WRITTEN REQUEST A: Copy out the piece on fairy-wren listening below word for word.

QUOTED TEXT:
——
Fairy-wrens Are Very Good Listeners

A few years ago, scientists discovered that female superb fairy-wrens, Malurus cyaneus, teach their chicks a special "vocal password" before they even hatch (ref & ref). This strategy is just one of several that apparently evolved during the so-called "arms race" between fairy-wrens and their brood parasites. Teaching their chicks a special vocal password allows fairy-wren parents and their nest helpers to identify and to preferentially feed their own chicks whilst mostly ignoring chicks of other species that are snuck in their nests.

The sneaky species, Horsfield's bronze-cuckoo, Chrysococcyx (Chalcites) basalis, and brush cuckoos, Cacomantis variolosus, are brood parasites that lay an egg or two into the fairy-wrens' nests, in the hope that their chicks will deceive the fairy-wren parents into preferentially feeding and caring for them. Since even newly-hatched superb fairy-wren chicks can produce their mother's vocal password, whilst cuckoo chicks cannot, experienced fairy-wren parents are not fooled by these interlopers.

But superb fairy-wrens aren't the only fairy-wren species that are parasitised by cuckoos. Knowing this, the lead author of the original studies, behavioral ecologist Diane Colombelli-Négrel, now a fully-fledged postdoctoral researcher at Flinders University in Australia, wondered whether this particular behavioral strategy is unique to superb fairy-wrens, or if other fairy-wren species also teach their offspring a special vocal password whilst their chicks are still embryos?

"After we discovered embryonic learning in superb fairy-wrens, we started to question how widespread this phenomena was", said Dr Colombelli-Négrel in email.

"The red-backed fairy-wrens, being close relatives of the superb fairy-wrens, were the ideal choice to start answering this question", said Dr Colombelli-Négrel.

Female Red-backed Fairy-wrens Sing to Their Eggs

Dr Colombelli-Négrel's initial discovery that female superb fairy-wrens sing, or call, to their eggs was a very lucky accident (ref).
——
WRITTEN REQUEST B: Rewrite the records from the line with "pin: the shattered" through their last line, swapping "windshield" for "windscreen" and changing nothing else. Return only those lines, and omit the picture.
——
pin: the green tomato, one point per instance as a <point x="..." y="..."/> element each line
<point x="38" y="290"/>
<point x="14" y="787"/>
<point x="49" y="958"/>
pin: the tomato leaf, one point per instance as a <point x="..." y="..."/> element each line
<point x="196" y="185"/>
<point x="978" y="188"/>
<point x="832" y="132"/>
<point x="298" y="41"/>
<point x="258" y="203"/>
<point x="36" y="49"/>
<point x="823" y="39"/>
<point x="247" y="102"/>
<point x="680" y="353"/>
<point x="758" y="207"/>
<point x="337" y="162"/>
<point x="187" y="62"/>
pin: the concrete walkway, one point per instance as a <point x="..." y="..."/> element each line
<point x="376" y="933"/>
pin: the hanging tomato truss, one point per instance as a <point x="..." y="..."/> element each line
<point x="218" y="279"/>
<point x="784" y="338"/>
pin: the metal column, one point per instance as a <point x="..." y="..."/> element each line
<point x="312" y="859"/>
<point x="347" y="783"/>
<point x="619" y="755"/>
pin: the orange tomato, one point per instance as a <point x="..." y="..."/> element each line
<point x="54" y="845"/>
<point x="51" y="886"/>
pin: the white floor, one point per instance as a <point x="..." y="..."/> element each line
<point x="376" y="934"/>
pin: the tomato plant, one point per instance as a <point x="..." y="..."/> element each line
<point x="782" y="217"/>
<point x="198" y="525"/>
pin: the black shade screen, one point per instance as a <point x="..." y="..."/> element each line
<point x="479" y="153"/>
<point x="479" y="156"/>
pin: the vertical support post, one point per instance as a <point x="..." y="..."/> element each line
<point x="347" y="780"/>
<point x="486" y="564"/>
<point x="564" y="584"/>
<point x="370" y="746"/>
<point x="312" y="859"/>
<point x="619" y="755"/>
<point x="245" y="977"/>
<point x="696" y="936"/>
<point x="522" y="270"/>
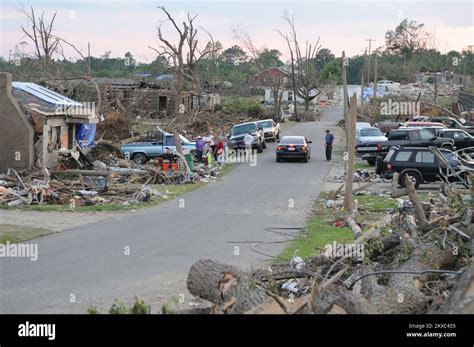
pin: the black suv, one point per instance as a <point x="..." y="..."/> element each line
<point x="419" y="163"/>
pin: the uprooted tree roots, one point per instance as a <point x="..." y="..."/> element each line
<point x="422" y="269"/>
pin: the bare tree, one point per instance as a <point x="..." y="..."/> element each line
<point x="304" y="69"/>
<point x="47" y="45"/>
<point x="276" y="80"/>
<point x="41" y="34"/>
<point x="185" y="55"/>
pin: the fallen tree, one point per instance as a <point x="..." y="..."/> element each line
<point x="421" y="268"/>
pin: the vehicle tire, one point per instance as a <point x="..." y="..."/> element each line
<point x="139" y="158"/>
<point x="448" y="147"/>
<point x="379" y="165"/>
<point x="413" y="175"/>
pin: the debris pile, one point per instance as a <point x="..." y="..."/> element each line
<point x="79" y="180"/>
<point x="417" y="259"/>
<point x="360" y="176"/>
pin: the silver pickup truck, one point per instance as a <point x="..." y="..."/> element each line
<point x="271" y="129"/>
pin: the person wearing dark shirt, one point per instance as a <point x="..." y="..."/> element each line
<point x="329" y="141"/>
<point x="199" y="148"/>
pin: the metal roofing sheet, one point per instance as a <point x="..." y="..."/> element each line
<point x="45" y="94"/>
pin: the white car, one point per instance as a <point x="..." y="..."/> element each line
<point x="388" y="85"/>
<point x="271" y="129"/>
<point x="360" y="125"/>
<point x="367" y="135"/>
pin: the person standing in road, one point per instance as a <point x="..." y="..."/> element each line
<point x="329" y="141"/>
<point x="199" y="148"/>
<point x="248" y="139"/>
<point x="219" y="151"/>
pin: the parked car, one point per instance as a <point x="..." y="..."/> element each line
<point x="271" y="129"/>
<point x="142" y="151"/>
<point x="387" y="126"/>
<point x="419" y="163"/>
<point x="368" y="135"/>
<point x="360" y="125"/>
<point x="238" y="132"/>
<point x="293" y="147"/>
<point x="388" y="85"/>
<point x="414" y="137"/>
<point x="453" y="123"/>
<point x="461" y="138"/>
<point x="420" y="124"/>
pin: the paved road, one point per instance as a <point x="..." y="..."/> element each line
<point x="88" y="265"/>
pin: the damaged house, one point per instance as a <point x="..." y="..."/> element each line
<point x="49" y="123"/>
<point x="153" y="95"/>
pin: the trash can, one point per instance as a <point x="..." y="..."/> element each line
<point x="189" y="161"/>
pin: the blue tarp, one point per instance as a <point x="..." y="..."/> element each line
<point x="369" y="92"/>
<point x="85" y="135"/>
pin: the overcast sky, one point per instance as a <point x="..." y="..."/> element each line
<point x="125" y="25"/>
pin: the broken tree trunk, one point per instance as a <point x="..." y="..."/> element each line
<point x="337" y="300"/>
<point x="220" y="284"/>
<point x="356" y="230"/>
<point x="461" y="299"/>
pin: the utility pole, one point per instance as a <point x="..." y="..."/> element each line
<point x="368" y="69"/>
<point x="344" y="91"/>
<point x="351" y="154"/>
<point x="362" y="73"/>
<point x="375" y="80"/>
<point x="89" y="58"/>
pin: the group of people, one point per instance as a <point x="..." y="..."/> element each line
<point x="210" y="145"/>
<point x="215" y="146"/>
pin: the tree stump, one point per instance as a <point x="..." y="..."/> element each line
<point x="221" y="284"/>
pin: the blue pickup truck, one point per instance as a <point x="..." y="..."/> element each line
<point x="142" y="151"/>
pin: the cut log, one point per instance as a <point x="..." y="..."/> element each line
<point x="338" y="300"/>
<point x="419" y="211"/>
<point x="461" y="299"/>
<point x="219" y="283"/>
<point x="356" y="230"/>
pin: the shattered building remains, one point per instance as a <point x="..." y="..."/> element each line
<point x="45" y="123"/>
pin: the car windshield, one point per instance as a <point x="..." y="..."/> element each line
<point x="243" y="129"/>
<point x="292" y="140"/>
<point x="451" y="157"/>
<point x="370" y="132"/>
<point x="266" y="124"/>
<point x="184" y="140"/>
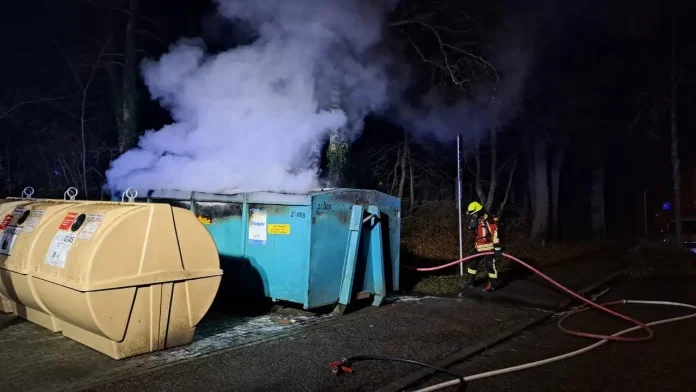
——
TASK ANSWER A:
Fairy-wrens Are Very Good Listeners

A few years ago, scientists discovered that female superb fairy-wrens, Malurus cyaneus, teach their chicks a special "vocal password" before they even hatch (ref & ref). This strategy is just one of several that apparently evolved during the so-called "arms race" between fairy-wrens and their brood parasites. Teaching their chicks a special vocal password allows fairy-wren parents and their nest helpers to identify and to preferentially feed their own chicks whilst mostly ignoring chicks of other species that are snuck in their nests.

The sneaky species, Horsfield's bronze-cuckoo, Chrysococcyx (Chalcites) basalis, and brush cuckoos, Cacomantis variolosus, are brood parasites that lay an egg or two into the fairy-wrens' nests, in the hope that their chicks will deceive the fairy-wren parents into preferentially feeding and caring for them. Since even newly-hatched superb fairy-wren chicks can produce their mother's vocal password, whilst cuckoo chicks cannot, experienced fairy-wren parents are not fooled by these interlopers.

But superb fairy-wrens aren't the only fairy-wren species that are parasitised by cuckoos. Knowing this, the lead author of the original studies, behavioral ecologist Diane Colombelli-Négrel, now a fully-fledged postdoctoral researcher at Flinders University in Australia, wondered whether this particular behavioral strategy is unique to superb fairy-wrens, or if other fairy-wren species also teach their offspring a special vocal password whilst their chicks are still embryos?

"After we discovered embryonic learning in superb fairy-wrens, we started to question how widespread this phenomena was", said Dr Colombelli-Négrel in email.

"The red-backed fairy-wrens, being close relatives of the superb fairy-wrens, were the ideal choice to start answering this question", said Dr Colombelli-Négrel.

Female Red-backed Fairy-wrens Sing to Their Eggs

Dr Colombelli-Négrel's initial discovery that female superb fairy-wrens sing, or call, to their eggs was a very lucky accident (ref).

TASK ANSWER B:
pin: the shattered building remains, one point per instance as a <point x="..." y="..."/> element each line
<point x="45" y="123"/>
pin: the car windscreen, one point per instance as a <point x="..." y="..."/> element each line
<point x="243" y="129"/>
<point x="292" y="140"/>
<point x="451" y="157"/>
<point x="370" y="132"/>
<point x="266" y="124"/>
<point x="184" y="140"/>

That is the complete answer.